Exercise directions - Put the lines in the entries below, from the line with "Annotation guideline: for every instance of the shoreline, put" up to and including the line with "Target: shoreline", into a numbered list, leaving out any blank lines.

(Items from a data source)
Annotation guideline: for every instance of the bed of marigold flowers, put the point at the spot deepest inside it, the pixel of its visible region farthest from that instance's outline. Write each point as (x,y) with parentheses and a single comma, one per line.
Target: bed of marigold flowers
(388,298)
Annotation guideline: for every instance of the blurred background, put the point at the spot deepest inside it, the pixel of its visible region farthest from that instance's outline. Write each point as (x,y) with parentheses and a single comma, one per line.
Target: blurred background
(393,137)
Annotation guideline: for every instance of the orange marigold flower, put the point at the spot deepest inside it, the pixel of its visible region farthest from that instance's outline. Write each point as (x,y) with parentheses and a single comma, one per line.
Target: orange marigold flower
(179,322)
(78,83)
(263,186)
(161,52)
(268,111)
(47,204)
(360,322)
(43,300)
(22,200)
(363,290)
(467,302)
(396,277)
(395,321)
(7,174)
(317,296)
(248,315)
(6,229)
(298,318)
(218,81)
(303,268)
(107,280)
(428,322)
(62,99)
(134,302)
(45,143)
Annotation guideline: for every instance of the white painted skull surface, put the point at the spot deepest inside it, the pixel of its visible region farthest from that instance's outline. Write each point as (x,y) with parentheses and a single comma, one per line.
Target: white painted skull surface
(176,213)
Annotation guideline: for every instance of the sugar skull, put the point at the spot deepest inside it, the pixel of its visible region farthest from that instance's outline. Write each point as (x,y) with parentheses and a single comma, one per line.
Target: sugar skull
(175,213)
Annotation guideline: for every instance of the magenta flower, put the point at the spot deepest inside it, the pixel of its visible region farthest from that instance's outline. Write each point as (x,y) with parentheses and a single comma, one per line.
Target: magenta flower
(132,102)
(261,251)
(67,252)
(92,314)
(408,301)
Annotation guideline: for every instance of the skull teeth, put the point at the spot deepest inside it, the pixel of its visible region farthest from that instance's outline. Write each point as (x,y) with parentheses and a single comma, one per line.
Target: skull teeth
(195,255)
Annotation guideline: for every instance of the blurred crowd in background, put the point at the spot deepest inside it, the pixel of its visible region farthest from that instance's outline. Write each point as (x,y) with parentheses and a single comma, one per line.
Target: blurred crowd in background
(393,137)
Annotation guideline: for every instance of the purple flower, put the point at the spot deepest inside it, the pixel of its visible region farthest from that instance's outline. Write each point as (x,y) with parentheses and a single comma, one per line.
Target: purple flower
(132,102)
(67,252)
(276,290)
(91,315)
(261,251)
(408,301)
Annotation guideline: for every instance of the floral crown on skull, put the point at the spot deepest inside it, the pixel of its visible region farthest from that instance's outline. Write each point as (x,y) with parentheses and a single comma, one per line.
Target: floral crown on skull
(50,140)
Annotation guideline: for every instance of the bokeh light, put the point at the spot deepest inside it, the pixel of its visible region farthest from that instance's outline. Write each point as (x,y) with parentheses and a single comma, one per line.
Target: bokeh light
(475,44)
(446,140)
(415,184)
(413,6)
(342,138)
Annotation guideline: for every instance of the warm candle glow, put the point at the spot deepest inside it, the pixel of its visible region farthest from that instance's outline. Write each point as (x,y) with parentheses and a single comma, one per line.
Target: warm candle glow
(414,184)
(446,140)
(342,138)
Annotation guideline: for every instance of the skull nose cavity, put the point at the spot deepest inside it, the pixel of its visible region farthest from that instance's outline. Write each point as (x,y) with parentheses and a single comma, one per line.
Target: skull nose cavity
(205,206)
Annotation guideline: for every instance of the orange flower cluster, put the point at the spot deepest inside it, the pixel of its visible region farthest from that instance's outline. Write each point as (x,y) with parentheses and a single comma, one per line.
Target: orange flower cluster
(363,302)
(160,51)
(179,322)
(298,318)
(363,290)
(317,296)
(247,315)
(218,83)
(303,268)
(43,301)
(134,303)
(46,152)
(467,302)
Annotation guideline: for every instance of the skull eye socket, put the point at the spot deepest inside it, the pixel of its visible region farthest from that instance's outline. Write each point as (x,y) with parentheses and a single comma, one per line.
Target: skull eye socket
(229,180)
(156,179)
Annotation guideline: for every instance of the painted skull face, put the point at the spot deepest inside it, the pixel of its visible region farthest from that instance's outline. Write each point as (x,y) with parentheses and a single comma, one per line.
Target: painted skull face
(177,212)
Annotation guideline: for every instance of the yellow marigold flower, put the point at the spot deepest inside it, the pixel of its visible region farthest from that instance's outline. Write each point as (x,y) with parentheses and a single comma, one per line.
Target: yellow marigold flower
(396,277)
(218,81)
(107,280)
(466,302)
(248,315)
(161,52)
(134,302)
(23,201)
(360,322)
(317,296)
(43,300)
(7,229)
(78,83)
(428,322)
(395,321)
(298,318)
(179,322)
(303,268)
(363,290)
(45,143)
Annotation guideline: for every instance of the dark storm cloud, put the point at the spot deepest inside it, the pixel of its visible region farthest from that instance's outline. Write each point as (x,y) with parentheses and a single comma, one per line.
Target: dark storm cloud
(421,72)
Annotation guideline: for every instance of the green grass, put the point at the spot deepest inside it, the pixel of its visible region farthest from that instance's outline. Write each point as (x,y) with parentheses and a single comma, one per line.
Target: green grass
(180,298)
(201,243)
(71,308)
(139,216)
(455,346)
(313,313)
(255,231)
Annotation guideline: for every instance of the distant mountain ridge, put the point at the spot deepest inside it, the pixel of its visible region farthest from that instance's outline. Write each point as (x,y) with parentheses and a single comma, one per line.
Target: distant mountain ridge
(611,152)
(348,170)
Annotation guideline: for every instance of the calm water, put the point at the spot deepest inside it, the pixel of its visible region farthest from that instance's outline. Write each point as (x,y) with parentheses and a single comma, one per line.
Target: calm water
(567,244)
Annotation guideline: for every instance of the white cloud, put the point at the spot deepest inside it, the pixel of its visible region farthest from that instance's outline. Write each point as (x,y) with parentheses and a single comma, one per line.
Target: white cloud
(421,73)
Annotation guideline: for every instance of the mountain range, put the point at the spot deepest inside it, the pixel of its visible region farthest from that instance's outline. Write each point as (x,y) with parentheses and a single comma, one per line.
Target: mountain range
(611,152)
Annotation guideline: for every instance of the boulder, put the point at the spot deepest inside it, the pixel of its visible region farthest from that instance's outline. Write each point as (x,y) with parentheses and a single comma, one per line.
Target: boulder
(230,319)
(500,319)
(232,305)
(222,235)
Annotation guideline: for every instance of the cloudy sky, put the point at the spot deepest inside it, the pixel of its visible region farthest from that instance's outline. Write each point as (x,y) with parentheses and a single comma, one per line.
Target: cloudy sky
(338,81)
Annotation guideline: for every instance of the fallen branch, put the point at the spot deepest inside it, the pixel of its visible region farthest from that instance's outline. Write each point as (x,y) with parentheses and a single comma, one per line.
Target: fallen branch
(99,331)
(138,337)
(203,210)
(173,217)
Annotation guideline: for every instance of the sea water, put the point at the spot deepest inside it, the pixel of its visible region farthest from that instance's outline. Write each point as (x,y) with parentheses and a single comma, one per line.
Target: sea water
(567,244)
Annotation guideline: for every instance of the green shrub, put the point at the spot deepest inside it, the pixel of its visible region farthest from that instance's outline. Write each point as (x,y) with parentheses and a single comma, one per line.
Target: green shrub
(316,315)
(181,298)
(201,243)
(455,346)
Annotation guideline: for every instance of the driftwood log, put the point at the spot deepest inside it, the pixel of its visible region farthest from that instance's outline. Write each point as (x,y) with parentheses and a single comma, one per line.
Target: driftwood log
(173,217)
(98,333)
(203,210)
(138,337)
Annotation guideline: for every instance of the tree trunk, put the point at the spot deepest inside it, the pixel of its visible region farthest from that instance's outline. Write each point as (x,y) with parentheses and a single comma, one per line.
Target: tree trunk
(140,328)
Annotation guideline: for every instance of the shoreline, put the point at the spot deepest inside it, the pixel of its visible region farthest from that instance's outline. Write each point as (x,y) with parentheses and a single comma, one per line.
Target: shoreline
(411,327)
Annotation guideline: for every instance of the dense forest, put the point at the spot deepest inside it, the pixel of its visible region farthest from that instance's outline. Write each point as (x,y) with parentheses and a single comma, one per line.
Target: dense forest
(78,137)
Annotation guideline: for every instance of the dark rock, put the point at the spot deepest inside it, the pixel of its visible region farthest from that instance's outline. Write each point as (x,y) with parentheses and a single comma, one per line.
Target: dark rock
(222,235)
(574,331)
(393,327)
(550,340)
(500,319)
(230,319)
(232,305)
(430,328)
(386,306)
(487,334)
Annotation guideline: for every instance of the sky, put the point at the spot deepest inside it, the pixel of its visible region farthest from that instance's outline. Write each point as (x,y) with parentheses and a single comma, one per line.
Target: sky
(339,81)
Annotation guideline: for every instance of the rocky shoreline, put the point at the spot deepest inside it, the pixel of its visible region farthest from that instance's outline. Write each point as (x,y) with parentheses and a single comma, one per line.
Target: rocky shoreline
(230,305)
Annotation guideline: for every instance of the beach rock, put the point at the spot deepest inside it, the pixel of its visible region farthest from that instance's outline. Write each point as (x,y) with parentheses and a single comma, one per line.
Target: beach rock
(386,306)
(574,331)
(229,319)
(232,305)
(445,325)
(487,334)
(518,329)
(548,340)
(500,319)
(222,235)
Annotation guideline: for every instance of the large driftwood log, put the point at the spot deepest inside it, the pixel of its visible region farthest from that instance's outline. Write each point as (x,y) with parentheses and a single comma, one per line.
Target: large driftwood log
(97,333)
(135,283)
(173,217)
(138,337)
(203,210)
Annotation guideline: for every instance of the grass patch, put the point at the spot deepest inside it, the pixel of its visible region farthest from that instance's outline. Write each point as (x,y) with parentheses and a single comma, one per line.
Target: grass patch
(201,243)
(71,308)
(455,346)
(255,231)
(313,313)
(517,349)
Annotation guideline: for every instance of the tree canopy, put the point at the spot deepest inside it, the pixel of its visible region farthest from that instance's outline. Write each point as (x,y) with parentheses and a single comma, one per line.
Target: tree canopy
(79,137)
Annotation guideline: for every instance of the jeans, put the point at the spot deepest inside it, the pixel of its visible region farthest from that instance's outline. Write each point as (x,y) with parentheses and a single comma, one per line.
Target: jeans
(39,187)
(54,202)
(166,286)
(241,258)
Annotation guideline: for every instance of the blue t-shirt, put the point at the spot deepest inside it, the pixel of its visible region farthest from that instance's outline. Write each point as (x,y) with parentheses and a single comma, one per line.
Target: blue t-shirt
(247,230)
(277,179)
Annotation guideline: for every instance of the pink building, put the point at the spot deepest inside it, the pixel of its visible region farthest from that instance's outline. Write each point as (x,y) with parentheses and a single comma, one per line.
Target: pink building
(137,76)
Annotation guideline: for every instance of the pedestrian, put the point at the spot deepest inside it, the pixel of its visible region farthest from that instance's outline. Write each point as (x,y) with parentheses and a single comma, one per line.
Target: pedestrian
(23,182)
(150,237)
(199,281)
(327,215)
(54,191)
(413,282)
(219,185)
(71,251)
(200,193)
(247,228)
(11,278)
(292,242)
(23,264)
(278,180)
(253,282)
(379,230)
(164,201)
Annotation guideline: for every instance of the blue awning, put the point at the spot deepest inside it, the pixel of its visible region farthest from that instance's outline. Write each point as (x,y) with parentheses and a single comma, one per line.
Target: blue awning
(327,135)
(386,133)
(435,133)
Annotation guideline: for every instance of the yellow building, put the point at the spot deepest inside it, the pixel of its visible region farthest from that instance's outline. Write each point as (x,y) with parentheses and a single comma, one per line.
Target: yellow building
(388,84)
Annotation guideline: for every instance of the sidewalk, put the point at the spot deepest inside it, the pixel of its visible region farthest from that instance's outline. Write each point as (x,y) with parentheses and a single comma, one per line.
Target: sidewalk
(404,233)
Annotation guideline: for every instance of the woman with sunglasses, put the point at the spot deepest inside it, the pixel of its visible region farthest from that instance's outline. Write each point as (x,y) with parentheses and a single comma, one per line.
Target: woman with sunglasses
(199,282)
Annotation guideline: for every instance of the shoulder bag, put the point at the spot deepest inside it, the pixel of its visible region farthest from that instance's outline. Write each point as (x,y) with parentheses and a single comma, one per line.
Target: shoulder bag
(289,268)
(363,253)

Written answer -
1. Annotation guideline: for every instance of the shoreline, put the point at the spot deepest inside it, the pixel of its visible region farthest from that instance's outline. Write each point as (x,y) with parentheses and a single comma, one per line.
2. Target: shoreline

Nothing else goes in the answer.